Try it:
Only lines containing "window" are wanted from the data below. Copy those lines.

(Records for this task begins)

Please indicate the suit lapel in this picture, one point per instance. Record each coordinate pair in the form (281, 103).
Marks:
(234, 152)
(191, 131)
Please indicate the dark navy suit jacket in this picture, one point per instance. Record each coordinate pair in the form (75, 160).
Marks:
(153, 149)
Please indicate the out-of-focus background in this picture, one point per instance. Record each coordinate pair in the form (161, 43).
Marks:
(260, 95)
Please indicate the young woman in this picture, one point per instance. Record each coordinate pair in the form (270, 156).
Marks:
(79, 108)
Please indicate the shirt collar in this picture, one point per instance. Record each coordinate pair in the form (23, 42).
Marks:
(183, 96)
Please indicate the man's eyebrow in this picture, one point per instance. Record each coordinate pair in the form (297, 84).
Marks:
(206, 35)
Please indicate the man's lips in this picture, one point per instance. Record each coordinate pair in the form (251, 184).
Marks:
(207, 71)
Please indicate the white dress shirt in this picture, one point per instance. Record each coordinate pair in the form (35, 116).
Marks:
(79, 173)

(Records for this task ends)
(Records for this task begins)

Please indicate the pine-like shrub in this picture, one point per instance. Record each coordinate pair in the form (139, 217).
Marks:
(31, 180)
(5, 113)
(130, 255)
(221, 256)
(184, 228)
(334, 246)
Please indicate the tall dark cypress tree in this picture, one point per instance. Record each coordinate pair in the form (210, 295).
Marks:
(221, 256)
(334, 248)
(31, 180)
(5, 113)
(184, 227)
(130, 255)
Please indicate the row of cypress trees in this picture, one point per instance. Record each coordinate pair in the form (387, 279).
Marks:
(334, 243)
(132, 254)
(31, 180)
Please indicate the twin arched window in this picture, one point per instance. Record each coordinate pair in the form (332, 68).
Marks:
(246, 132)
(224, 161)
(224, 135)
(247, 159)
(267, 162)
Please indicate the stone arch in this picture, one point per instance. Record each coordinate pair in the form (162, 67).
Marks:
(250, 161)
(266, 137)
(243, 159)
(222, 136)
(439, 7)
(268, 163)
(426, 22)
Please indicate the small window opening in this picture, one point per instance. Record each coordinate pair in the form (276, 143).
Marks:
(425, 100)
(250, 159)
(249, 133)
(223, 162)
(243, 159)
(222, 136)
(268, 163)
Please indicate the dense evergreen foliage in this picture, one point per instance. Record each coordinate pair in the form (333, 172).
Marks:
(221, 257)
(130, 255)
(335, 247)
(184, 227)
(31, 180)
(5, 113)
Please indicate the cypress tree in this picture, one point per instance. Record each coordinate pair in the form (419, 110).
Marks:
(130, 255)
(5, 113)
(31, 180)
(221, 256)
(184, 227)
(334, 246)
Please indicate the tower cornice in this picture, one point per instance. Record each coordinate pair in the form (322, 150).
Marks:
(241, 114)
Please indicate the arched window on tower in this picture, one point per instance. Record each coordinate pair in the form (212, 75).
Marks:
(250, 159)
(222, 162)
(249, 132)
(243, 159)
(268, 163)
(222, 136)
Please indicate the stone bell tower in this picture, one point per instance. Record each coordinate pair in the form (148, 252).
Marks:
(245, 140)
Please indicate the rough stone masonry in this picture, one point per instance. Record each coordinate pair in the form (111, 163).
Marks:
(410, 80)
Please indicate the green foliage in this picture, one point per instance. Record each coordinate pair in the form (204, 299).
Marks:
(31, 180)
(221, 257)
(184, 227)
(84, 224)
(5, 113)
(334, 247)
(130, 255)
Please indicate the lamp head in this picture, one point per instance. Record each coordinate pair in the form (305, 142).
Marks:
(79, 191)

(Records for this task ends)

Exercise output:
Please indicate the twin arched window in this picture, one point per instance. Record each coordinate pair in the form (332, 68).
Please indicate the small window opening in this picture, one point per instance. Record each coordinate pair in the form (276, 143).
Please indicate the arched window on tower in this picture, one point per instance. Record each coordinate pair in the form (212, 75).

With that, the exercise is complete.